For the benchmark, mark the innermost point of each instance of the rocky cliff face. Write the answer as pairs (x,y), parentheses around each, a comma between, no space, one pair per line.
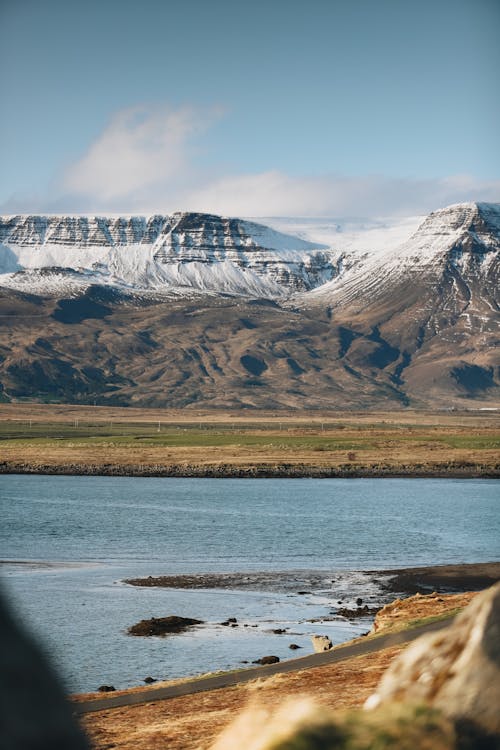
(179,253)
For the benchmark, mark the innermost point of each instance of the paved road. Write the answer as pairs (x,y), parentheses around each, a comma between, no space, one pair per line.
(228,679)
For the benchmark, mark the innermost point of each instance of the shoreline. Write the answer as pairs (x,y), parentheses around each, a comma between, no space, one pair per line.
(452,470)
(448,578)
(442,578)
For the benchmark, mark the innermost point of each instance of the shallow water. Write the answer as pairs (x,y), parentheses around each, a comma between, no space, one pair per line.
(99,530)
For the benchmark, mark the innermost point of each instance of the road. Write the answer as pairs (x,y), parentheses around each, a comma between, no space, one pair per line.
(228,679)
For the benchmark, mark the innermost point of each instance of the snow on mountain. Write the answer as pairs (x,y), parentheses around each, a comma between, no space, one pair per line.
(464,237)
(160,253)
(350,236)
(327,261)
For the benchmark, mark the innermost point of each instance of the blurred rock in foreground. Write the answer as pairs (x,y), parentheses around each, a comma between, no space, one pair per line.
(441,693)
(34,714)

**GIVEN PROBLEM**: Reproduce every line of the records above verbatim, leaving out the picture.

**TASK RESPONSE**:
For the benchmark, mark the innermost point of each instance of the rocky cliff face. Write the answer as pairs (x,y), parentheses around each, a comma between, no space, one pair per line.
(179,253)
For the benchmark, mark the innermost point of each instance of the paved road. Write the answer as pairs (x,y), parentheses around each, a comma between, no space, one pair per line.
(228,679)
For the benchmark, mark the innermost point of each instance of the shoreline. Write the answer as pairs (x,y), parentheses around each, a comma between, no space, one pair per line.
(452,470)
(448,578)
(442,578)
For the benchmark, mark the innermost point of each instance of the shallow water. Write the answer as pairs (x,y), parentheses around each, a comma between, no space, one pair per line.
(99,530)
For the benchmark, mark the innermost point of each instance of the road. Write the answer as pairs (x,y), parentheses around each, a comma between, no space, one pair per line.
(228,679)
For the benchmark, mark the innermost point of each instance of the snow on mountain. Write the answer as pairs (x,y), parentheses around each, a comma between, no space, one pair per line.
(464,237)
(160,253)
(350,236)
(327,261)
For the benchmark, mark the innermost point of each instance of the blurred rock in foreground. Write the answer as pairs (x,y), parentheses around each, a comma between, no space, one pair per line.
(441,693)
(34,714)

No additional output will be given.